• _DESCRIPTION OF THE TASK_:
What is the number of lines in these entries that contain "leaf"? State it alone.

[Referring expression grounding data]
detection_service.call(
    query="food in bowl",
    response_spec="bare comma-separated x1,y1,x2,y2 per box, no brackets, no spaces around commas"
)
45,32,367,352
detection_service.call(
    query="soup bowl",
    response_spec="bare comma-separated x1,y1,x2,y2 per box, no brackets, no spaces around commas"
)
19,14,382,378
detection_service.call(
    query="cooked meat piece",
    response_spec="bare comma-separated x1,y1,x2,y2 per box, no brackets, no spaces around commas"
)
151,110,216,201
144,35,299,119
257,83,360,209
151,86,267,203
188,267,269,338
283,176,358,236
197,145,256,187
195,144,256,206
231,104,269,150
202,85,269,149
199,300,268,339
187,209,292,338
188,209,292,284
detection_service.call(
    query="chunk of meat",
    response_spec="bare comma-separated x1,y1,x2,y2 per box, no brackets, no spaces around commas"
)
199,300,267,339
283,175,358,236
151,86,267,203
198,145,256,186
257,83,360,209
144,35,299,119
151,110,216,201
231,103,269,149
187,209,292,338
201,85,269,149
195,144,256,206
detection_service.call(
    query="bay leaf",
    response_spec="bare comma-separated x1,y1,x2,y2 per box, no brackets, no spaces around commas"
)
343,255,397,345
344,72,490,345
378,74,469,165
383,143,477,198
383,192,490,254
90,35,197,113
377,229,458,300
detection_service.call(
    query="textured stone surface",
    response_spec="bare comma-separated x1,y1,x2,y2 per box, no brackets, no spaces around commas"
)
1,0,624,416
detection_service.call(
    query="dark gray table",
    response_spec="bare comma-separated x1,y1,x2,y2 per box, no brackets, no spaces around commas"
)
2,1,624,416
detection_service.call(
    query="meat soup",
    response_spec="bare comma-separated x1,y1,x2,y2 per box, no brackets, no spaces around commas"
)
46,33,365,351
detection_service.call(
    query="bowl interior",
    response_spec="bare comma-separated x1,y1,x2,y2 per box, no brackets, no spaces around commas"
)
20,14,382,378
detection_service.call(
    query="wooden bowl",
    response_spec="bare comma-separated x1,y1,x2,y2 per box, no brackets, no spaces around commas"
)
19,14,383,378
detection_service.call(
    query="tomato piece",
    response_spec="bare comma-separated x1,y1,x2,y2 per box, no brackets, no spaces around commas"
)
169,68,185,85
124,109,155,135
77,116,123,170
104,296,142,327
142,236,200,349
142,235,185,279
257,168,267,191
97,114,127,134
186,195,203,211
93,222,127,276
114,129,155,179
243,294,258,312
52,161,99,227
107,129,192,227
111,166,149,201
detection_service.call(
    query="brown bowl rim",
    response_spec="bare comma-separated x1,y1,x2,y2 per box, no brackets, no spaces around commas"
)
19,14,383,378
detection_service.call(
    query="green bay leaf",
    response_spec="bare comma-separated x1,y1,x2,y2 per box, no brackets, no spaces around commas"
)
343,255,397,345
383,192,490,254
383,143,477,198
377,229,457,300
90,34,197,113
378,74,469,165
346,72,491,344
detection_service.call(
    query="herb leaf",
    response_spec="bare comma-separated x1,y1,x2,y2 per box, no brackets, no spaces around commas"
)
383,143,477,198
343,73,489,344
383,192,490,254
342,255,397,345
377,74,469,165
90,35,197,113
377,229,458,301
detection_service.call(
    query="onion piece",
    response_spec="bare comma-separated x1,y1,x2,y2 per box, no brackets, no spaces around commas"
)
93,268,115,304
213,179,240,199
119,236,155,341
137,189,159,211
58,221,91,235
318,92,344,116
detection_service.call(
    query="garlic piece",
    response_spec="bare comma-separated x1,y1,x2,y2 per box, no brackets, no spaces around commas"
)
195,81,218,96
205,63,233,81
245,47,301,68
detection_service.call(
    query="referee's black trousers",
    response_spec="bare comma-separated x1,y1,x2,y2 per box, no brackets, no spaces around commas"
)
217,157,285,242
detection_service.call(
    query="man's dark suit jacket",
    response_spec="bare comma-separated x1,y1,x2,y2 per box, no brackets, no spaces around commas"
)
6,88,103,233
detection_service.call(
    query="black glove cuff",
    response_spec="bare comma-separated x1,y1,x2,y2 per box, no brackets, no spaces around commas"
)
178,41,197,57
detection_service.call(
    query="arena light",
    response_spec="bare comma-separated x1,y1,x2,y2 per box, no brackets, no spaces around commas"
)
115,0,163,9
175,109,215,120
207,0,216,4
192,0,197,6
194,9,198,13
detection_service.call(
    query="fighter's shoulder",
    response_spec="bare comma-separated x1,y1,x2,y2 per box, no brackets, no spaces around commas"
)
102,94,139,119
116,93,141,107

• _ANSWER BOX_:
3